» EXERCISE BRIEF: Set down exactly the lines from the one containing "of the curtain" through the end of the records below, both included, and nothing else.

= = = =

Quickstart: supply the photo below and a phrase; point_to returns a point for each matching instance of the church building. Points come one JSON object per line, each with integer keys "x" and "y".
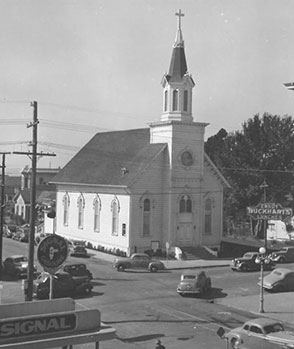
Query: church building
{"x": 149, "y": 188}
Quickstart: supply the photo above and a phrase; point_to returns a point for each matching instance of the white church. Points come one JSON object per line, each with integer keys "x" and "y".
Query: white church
{"x": 149, "y": 188}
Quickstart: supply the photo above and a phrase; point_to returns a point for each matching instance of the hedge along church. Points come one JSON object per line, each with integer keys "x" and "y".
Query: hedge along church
{"x": 139, "y": 189}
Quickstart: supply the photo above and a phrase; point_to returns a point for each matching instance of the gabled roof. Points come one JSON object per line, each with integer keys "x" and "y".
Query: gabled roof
{"x": 110, "y": 158}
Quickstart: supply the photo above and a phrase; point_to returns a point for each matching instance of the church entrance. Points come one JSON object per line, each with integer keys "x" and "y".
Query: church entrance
{"x": 184, "y": 234}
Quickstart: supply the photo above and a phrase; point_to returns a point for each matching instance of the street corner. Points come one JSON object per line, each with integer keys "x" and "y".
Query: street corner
{"x": 278, "y": 306}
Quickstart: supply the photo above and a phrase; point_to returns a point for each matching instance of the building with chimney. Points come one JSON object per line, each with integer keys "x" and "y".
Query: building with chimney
{"x": 149, "y": 188}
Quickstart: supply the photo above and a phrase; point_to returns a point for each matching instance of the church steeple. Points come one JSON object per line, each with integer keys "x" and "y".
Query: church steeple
{"x": 177, "y": 84}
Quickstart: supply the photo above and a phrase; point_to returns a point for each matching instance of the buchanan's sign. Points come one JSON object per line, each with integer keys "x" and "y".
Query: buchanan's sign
{"x": 269, "y": 211}
{"x": 37, "y": 325}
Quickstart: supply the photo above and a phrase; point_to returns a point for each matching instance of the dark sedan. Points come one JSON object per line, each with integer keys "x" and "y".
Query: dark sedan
{"x": 279, "y": 280}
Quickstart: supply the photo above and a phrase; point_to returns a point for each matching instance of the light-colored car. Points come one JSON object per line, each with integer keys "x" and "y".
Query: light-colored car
{"x": 285, "y": 254}
{"x": 138, "y": 261}
{"x": 260, "y": 333}
{"x": 248, "y": 262}
{"x": 279, "y": 280}
{"x": 77, "y": 248}
{"x": 194, "y": 284}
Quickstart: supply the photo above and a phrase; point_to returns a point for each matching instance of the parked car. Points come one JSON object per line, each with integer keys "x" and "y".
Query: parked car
{"x": 258, "y": 333}
{"x": 195, "y": 284}
{"x": 17, "y": 266}
{"x": 77, "y": 248}
{"x": 279, "y": 280}
{"x": 64, "y": 285}
{"x": 286, "y": 254}
{"x": 7, "y": 232}
{"x": 138, "y": 261}
{"x": 12, "y": 229}
{"x": 248, "y": 262}
{"x": 77, "y": 269}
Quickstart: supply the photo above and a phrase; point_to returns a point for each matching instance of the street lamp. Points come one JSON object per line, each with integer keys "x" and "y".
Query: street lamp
{"x": 261, "y": 259}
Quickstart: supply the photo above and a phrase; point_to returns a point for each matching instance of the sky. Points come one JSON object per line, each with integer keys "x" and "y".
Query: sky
{"x": 96, "y": 66}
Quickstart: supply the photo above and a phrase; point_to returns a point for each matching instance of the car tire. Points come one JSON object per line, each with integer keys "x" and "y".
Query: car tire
{"x": 244, "y": 267}
{"x": 280, "y": 289}
{"x": 234, "y": 343}
{"x": 120, "y": 268}
{"x": 153, "y": 269}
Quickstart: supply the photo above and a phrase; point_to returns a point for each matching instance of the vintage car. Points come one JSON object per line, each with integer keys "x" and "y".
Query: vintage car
{"x": 16, "y": 266}
{"x": 77, "y": 248}
{"x": 279, "y": 280}
{"x": 248, "y": 262}
{"x": 138, "y": 261}
{"x": 260, "y": 333}
{"x": 286, "y": 254}
{"x": 77, "y": 269}
{"x": 64, "y": 285}
{"x": 194, "y": 284}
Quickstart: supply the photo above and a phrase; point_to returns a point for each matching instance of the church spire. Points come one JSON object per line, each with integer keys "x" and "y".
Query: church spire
{"x": 177, "y": 83}
{"x": 179, "y": 42}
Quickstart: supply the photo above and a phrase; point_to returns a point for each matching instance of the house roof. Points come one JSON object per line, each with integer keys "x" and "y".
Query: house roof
{"x": 110, "y": 158}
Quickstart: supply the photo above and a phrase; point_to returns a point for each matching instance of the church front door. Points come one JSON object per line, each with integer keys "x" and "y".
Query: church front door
{"x": 184, "y": 234}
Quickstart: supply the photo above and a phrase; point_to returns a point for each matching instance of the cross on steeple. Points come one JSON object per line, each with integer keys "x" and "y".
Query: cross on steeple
{"x": 179, "y": 14}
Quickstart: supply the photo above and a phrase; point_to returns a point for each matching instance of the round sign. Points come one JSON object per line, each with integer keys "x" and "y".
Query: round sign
{"x": 52, "y": 252}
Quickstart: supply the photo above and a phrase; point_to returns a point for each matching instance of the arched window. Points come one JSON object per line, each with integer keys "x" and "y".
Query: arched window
{"x": 115, "y": 213}
{"x": 185, "y": 100}
{"x": 207, "y": 219}
{"x": 81, "y": 207}
{"x": 65, "y": 209}
{"x": 146, "y": 217}
{"x": 165, "y": 100}
{"x": 175, "y": 99}
{"x": 97, "y": 209}
{"x": 185, "y": 204}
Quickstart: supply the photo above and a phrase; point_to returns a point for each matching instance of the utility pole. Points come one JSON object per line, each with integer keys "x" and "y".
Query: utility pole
{"x": 264, "y": 186}
{"x": 33, "y": 155}
{"x": 2, "y": 211}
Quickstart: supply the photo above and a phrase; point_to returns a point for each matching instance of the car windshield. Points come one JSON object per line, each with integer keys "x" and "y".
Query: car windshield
{"x": 273, "y": 328}
{"x": 43, "y": 277}
{"x": 186, "y": 277}
{"x": 20, "y": 259}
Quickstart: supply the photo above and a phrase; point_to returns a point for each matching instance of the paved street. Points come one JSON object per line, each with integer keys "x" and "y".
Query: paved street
{"x": 144, "y": 306}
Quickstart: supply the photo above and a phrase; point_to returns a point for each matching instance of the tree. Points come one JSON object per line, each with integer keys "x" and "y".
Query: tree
{"x": 262, "y": 150}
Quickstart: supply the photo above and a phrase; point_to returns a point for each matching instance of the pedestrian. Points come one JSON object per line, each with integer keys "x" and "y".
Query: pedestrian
{"x": 159, "y": 345}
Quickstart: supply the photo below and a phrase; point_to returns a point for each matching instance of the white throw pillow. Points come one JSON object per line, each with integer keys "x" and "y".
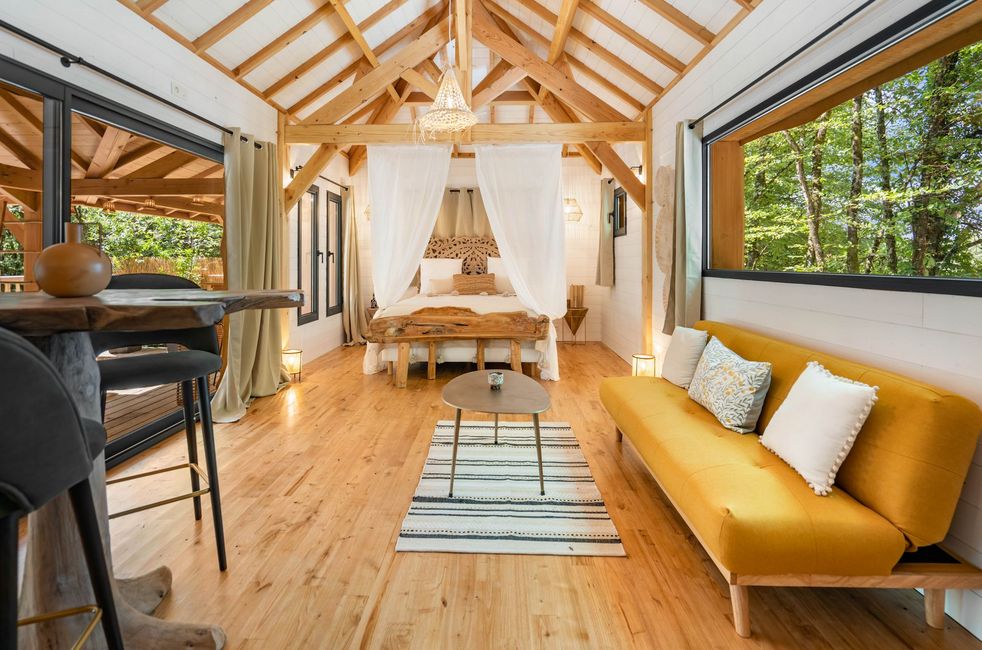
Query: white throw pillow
{"x": 438, "y": 269}
{"x": 817, "y": 424}
{"x": 730, "y": 387}
{"x": 501, "y": 281}
{"x": 683, "y": 355}
{"x": 440, "y": 287}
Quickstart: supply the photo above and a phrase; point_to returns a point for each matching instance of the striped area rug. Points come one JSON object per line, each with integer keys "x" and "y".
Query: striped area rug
{"x": 496, "y": 507}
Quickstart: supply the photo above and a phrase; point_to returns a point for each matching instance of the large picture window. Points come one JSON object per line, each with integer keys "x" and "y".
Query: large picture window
{"x": 876, "y": 173}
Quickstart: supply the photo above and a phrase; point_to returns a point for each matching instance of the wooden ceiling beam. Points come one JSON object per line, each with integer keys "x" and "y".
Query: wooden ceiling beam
{"x": 595, "y": 48}
{"x": 486, "y": 31}
{"x": 463, "y": 25}
{"x": 681, "y": 20}
{"x": 359, "y": 38}
{"x": 108, "y": 152}
{"x": 344, "y": 134}
{"x": 335, "y": 46}
{"x": 513, "y": 22}
{"x": 631, "y": 36}
{"x": 285, "y": 39}
{"x": 563, "y": 23}
{"x": 229, "y": 24}
{"x": 147, "y": 186}
{"x": 366, "y": 88}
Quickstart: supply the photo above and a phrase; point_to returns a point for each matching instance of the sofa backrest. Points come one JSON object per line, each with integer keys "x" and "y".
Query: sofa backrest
{"x": 910, "y": 459}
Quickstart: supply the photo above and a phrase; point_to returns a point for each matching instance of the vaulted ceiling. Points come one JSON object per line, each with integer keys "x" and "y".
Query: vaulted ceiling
{"x": 326, "y": 62}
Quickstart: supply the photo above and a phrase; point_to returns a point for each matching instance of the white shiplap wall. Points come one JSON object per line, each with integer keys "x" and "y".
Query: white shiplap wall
{"x": 934, "y": 338}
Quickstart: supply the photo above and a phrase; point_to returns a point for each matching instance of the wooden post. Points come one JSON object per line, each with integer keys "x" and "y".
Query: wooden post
{"x": 647, "y": 242}
{"x": 516, "y": 355}
{"x": 934, "y": 607}
{"x": 402, "y": 365}
{"x": 740, "y": 601}
{"x": 431, "y": 362}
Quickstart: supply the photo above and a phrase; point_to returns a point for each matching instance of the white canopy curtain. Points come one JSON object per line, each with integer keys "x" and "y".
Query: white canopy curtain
{"x": 522, "y": 190}
{"x": 253, "y": 236}
{"x": 406, "y": 186}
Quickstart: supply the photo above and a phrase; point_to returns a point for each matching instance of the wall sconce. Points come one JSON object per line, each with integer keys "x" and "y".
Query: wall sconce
{"x": 571, "y": 208}
{"x": 643, "y": 365}
{"x": 293, "y": 363}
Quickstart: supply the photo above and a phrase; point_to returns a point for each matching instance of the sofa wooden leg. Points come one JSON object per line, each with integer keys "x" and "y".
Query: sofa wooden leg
{"x": 934, "y": 607}
{"x": 402, "y": 365}
{"x": 740, "y": 601}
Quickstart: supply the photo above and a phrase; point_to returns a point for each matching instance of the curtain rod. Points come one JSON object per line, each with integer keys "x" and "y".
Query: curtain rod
{"x": 782, "y": 62}
{"x": 67, "y": 59}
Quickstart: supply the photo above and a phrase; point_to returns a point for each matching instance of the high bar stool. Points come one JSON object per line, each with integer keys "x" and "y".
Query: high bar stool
{"x": 46, "y": 449}
{"x": 191, "y": 368}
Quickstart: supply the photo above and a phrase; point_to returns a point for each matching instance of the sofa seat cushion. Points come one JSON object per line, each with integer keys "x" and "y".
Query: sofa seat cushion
{"x": 748, "y": 508}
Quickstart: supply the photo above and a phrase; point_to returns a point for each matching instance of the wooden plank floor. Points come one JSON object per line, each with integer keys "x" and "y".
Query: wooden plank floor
{"x": 316, "y": 481}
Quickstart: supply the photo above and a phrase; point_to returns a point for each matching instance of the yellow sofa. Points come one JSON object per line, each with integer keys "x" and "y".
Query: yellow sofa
{"x": 758, "y": 519}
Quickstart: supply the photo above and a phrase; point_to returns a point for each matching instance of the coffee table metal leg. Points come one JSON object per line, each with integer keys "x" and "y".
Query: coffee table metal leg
{"x": 453, "y": 458}
{"x": 538, "y": 450}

= = = =

» COMPLETED EXERCISE:
Quickstart: supply the photo above and a phrase; point_to returns a point for each matching instance of the curtain rod. Points come one JSON object per line, each with integer keys "x" and "y".
Query: curtain rod
{"x": 782, "y": 62}
{"x": 67, "y": 59}
Quickstart: supply the photo above and a phrase; point_to returns a point for each matching instance of the high bar stool. Points come one JSON object per line, each with integer keys "x" and "y".
Query: high bar stool
{"x": 46, "y": 449}
{"x": 191, "y": 368}
Quickstart: supply the photo above and a phrase; point_to returns a point for each matching instance of the sofa seat cushion. Points come one JSON object per line, each with integer keys "x" and "y".
Query: sofa seat cushion
{"x": 748, "y": 508}
Quickstart: supply the photo above and a phrase; point_to returns a point for each matching instance of the wooden plank floor. Points come one JSON object per line, each with integer keys "x" and "y".
Query: wooden plank floor
{"x": 316, "y": 481}
Quickstart: supply the photo above and a phrase; point_to returns a point for each matching instance of the yellow sofa. Points come one JSON object per line, each with integer keys "x" and "y".
Query: yellow sofa
{"x": 758, "y": 519}
Quickstart: supply the photo above and a phrase; point_to returns a point for each matching instance of the coffee table metal leg. Points come one JSON object per line, each with integer keys "x" and "y".
Query: coffee table metal leg
{"x": 453, "y": 458}
{"x": 538, "y": 450}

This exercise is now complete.